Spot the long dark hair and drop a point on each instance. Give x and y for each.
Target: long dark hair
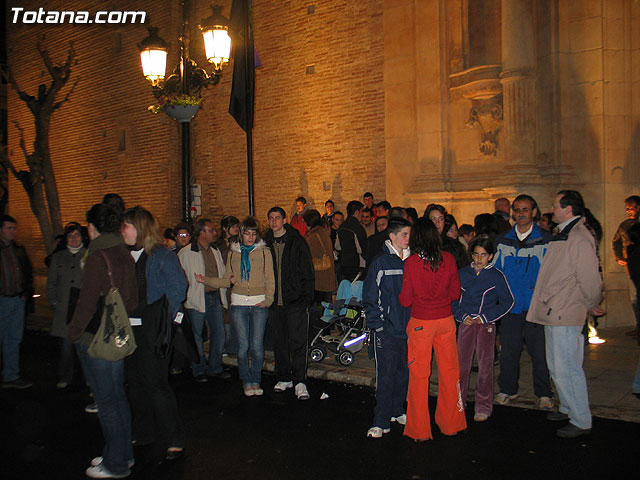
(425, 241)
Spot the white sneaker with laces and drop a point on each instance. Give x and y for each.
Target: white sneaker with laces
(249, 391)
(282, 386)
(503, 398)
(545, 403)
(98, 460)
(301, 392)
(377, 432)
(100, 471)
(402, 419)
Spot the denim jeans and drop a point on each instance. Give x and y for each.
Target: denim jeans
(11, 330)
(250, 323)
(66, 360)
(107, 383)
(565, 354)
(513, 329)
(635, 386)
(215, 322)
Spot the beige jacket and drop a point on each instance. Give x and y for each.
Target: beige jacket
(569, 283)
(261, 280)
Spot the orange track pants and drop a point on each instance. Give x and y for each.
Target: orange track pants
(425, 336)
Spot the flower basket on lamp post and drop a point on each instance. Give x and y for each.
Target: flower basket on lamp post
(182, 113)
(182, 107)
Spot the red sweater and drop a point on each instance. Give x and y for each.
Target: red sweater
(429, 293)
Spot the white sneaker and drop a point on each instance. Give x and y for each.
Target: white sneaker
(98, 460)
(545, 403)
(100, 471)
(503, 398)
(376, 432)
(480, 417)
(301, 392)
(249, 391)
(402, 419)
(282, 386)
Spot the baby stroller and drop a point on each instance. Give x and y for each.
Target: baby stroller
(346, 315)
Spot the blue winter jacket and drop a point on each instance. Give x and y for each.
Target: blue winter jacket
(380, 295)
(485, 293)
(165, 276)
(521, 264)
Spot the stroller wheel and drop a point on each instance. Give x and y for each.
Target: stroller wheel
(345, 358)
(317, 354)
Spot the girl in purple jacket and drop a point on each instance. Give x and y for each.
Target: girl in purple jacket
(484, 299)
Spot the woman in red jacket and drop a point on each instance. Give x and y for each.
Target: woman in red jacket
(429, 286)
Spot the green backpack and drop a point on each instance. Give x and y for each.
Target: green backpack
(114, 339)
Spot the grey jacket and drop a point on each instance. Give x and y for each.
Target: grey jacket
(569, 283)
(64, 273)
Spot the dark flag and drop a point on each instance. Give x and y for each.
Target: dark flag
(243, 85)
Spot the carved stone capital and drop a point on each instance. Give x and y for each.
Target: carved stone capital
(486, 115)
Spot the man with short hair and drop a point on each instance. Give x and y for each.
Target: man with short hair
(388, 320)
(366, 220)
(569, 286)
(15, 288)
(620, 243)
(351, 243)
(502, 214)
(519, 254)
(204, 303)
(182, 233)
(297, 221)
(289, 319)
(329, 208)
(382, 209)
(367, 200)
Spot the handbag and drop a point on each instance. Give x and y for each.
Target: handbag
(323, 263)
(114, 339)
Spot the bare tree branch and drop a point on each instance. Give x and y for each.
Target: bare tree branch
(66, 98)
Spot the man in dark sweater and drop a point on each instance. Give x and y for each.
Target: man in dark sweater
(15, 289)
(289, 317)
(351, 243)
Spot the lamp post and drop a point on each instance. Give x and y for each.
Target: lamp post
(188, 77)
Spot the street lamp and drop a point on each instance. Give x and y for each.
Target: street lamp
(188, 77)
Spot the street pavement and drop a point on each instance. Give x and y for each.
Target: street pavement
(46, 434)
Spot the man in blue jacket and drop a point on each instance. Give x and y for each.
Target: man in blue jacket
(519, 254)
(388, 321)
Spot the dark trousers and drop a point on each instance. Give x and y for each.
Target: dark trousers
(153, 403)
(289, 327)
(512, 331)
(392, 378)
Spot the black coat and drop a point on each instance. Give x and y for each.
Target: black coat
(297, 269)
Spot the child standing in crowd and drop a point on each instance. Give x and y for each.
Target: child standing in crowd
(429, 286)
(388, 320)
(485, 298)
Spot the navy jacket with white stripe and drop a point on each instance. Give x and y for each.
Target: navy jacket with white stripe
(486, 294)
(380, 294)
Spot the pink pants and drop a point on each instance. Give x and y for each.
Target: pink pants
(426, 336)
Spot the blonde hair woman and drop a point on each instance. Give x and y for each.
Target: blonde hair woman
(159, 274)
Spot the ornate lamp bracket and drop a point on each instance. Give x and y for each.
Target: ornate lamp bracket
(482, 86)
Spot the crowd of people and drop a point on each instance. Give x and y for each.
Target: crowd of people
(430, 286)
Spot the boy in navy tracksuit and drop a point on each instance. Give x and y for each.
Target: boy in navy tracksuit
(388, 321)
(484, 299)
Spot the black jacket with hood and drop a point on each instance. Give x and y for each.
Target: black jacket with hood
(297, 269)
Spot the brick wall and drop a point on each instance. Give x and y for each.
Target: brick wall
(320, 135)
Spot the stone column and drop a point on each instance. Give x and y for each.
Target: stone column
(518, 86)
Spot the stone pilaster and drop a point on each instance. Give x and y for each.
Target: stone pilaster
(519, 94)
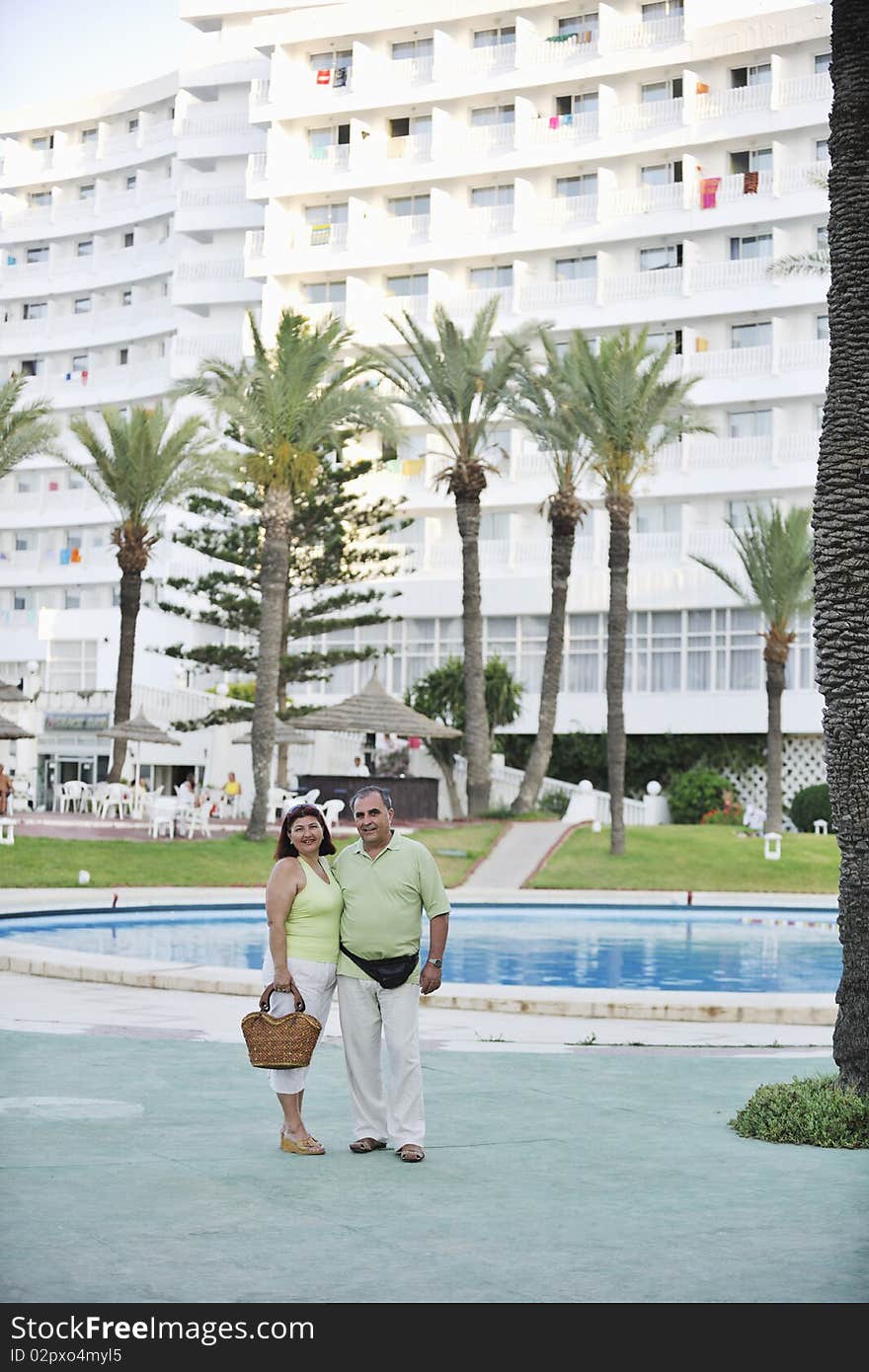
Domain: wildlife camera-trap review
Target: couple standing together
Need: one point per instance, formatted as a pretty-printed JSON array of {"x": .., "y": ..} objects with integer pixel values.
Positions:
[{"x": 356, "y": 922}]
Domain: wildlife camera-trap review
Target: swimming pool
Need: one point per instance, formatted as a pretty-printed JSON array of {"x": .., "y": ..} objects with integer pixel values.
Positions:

## EXERCISE DIRECTIONS:
Please write out, word for word, only the lines from the one holding "Target: brick wall" through the end of the records above, with both end lines included and the pictures dropped.

## REPLY TO THE TASK:
Target: brick wall
(320, 135)
Spot the stone column and drop a point on each instance. Give x and y for each.
Target: stone column
(518, 86)
Spot the stone pilaster and drop a point on each instance. Give x and y for each.
Target: stone pilaster
(519, 94)
Domain: wildlife camera-trap review
Target: couple standing together
Need: one point per instance, formatted as a pretty-printed JSON array of {"x": .., "y": ..} objects with integer pixel values.
Positions:
[{"x": 356, "y": 922}]
Domain: wildlife camera-trap review
Target: swimming pool
Need: one point per instance, formatted as a pretty-printed JSON array of {"x": .., "y": ..} objects with integer pixel values.
Positions:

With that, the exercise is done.